**QUOTED TEXT**
• • • •

TTLs are not a strategy¶

A TTL is a confession that you don't know when the data changes. Sometimes that's fine — truly static config, feature flags that update once a quarter, reference data that an intern updates on Tuesdays. For those, set a TTL and stop thinking about it.

For everything else, a TTL is a prayer. "Please let nothing important change in the next 30 seconds." Production answers prayers with incidents.

The alternative is event-driven invalidation, which is harder and uglier and makes your architecture diagrams look like a bowl of spaghetti. It's also correct. You don't have to like it. You have to decide whether you'd rather debug stale data at 3am or draw a messy diagram at 3pm.

The 10ms that isn't¶

Here's the thing about that "< 1ms" on the whiteboard: it's measuring the wrong thing. Yes, the Redis GET took 0.8ms. But the decision to trust that value — to skip the database, to serve a response built on a foundation of "probably still true" — that decision has a cost measured in incidents, not milliseconds.

I'm not anti-cache. I cache aggressively in Astra where the contract is clear. But I've stopped pretending that adding a cache is free. Every cache is a bet. The 10ms lie is that we only count the wins.

The honest version: caching makes your system faster and less correct, and your job is to decide how much of each you can afford.

• • • •

**MATERIAL**
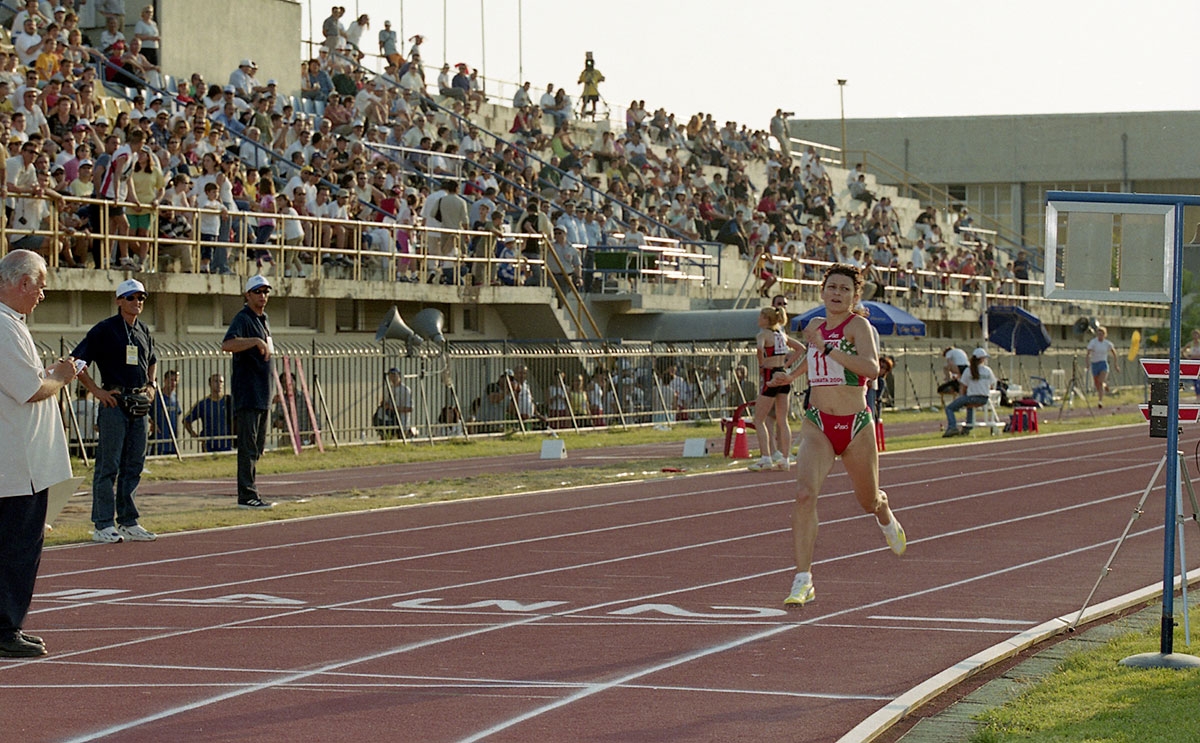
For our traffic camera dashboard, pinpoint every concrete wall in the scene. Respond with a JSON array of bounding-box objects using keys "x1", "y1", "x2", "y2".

• • • •

**TO DO**
Write out, word for word, the section of the caching text that begins with the words containing "Here's the thing" and ends with "you can afford.".

**ANSWER FOR THE TASK**
Here's the thing about that "< 1ms" on the whiteboard: it's measuring the wrong thing. Yes, the Redis GET took 0.8ms. But the decision to trust that value — to skip the database, to serve a response built on a foundation of "probably still true" — that decision has a cost measured in incidents, not milliseconds.

I'm not anti-cache. I cache aggressively in Astra where the contract is clear. But I've stopped pretending that adding a cache is free. Every cache is a bet. The 10ms lie is that we only count the wins.

The honest version: caching makes your system faster and less correct, and your job is to decide how much of each you can afford.